** BEGIN Material supplied **
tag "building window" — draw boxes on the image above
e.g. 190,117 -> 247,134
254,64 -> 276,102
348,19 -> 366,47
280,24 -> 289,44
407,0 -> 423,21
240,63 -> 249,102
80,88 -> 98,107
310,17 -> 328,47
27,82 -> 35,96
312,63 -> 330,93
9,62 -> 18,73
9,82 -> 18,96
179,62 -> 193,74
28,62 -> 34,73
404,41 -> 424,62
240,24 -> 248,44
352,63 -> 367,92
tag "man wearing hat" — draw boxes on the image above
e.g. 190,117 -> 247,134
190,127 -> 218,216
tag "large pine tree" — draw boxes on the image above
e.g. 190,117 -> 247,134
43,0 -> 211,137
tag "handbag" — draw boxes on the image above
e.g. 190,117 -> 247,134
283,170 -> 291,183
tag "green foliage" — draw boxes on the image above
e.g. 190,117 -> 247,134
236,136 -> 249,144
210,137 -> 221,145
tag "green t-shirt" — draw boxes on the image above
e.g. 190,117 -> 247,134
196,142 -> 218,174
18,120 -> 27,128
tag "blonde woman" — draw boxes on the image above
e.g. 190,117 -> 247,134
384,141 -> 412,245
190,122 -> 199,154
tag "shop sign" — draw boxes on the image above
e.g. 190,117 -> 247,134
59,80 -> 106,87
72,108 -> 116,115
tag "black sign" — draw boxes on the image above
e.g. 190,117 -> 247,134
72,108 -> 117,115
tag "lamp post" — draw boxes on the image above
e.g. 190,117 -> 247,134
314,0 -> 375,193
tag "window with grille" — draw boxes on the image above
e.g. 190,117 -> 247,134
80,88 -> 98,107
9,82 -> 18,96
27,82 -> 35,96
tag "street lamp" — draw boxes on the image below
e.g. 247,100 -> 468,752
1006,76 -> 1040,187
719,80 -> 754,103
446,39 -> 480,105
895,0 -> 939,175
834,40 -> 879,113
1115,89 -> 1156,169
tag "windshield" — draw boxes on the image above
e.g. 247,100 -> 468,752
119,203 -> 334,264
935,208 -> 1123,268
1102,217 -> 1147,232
** END Material supplied **
▸ **To be done**:
Show each line in the records above that contains the string "sign". The match is case-sensitive.

▸ **Task output**:
tag "shop sign" — draw boxes on the image above
tag "black sign" — draw boxes on the image above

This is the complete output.